EXERCISE OBJECTIVE
Render every line of the records below as a Markdown table with two columns, Row for the row number and Line for the line itself, leaving out blank lines.

□ □ □ □ □ □ □

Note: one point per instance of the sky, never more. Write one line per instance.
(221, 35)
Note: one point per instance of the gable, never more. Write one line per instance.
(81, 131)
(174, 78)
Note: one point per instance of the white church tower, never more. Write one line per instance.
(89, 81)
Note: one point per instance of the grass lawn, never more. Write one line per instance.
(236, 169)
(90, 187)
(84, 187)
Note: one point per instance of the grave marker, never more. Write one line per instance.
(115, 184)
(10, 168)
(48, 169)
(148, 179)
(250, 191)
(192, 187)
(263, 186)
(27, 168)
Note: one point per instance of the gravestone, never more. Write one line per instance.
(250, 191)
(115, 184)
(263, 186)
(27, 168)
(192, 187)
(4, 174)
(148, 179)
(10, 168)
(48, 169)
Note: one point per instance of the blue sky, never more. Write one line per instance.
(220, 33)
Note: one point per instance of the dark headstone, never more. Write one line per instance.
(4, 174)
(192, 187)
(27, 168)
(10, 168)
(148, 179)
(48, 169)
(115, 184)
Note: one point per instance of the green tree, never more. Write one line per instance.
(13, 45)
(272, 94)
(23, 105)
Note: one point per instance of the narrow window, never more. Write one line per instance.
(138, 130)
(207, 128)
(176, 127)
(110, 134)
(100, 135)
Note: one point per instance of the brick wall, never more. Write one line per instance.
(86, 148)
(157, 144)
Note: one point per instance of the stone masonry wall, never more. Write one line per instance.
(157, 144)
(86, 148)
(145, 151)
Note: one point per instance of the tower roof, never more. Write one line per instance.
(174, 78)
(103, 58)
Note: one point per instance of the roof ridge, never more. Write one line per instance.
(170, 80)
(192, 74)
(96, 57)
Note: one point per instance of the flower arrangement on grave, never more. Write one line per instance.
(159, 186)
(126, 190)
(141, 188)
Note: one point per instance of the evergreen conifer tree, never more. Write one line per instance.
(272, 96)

□ □ □ □ □ □ □

THE REPLY
| Row | Line |
|---|---|
| 1 | Note: one point per instance of the sky, never more. Write one line per instance. |
| 2 | (221, 35) |
| 3 | Note: one point per instance of the gable, never more. Write one line per instance. |
| 4 | (81, 131) |
| 5 | (174, 78) |
| 6 | Note: one point per instance of the white church tower, never more. Write one line per instance. |
| 7 | (89, 81) |
| 8 | Note: one point per instance of the grass lawn, never more. Write one line per instance. |
| 9 | (236, 169) |
| 10 | (90, 187) |
| 11 | (84, 187) |
| 12 | Note: one point per instance of the grave marker, never more. Write one line per instance. |
| 13 | (115, 184) |
| 14 | (10, 168) |
| 15 | (48, 169) |
| 16 | (148, 179) |
| 17 | (250, 191) |
| 18 | (192, 187) |
| 19 | (263, 186) |
| 20 | (27, 168) |
| 21 | Note: one point per instance of the gravestone, never more. Write one line per instance. |
| 22 | (250, 191) |
| 23 | (115, 184) |
| 24 | (263, 186) |
| 25 | (27, 168) |
| 26 | (192, 187) |
| 27 | (4, 174) |
| 28 | (148, 179) |
| 29 | (10, 168) |
| 30 | (48, 169) |
| 31 | Note: one point per instance of the blue sky, never more. Write one line per instance. |
| 32 | (220, 33) |
| 33 | Note: one point per instance of the dark headstone, never more. Write one line per instance. |
| 34 | (4, 174) |
| 35 | (192, 187) |
| 36 | (27, 168) |
| 37 | (10, 168) |
| 38 | (148, 179) |
| 39 | (48, 169) |
| 40 | (115, 184) |
| 41 | Note: one point per instance of the green tree, never more. Write one line per instance. |
| 42 | (13, 45) |
| 43 | (272, 94) |
| 44 | (23, 105) |
| 45 | Note: one point per instance of the narrow window, never more. Write one line per instance. |
| 46 | (138, 130) |
| 47 | (207, 128) |
| 48 | (176, 127) |
| 49 | (110, 134) |
| 50 | (100, 135) |
| 51 | Note: one point per instance of the brick wall, never more. Write one line per instance. |
| 52 | (86, 148) |
| 53 | (157, 144) |
| 54 | Note: one point per instance of the stone masonry wall, never more. Write one line per instance. |
| 55 | (157, 144) |
| 56 | (86, 148) |
| 57 | (145, 151) |
| 58 | Note: one point per instance of the tower roof, never more. Write one line per instance. |
| 59 | (174, 78) |
| 60 | (103, 58) |
| 61 | Note: one point per instance of the roof ridge, never more. Write one line per instance. |
| 62 | (170, 80) |
| 63 | (192, 74) |
| 64 | (96, 57) |
| 65 | Note: one point per instance of the flower arrangement on grave, never more. Write one line per instance. |
| 66 | (159, 186) |
| 67 | (126, 190) |
| 68 | (141, 188) |
| 69 | Note: one point per instance of the evergreen conifer tree, never more. Write one line per instance. |
| 70 | (272, 96) |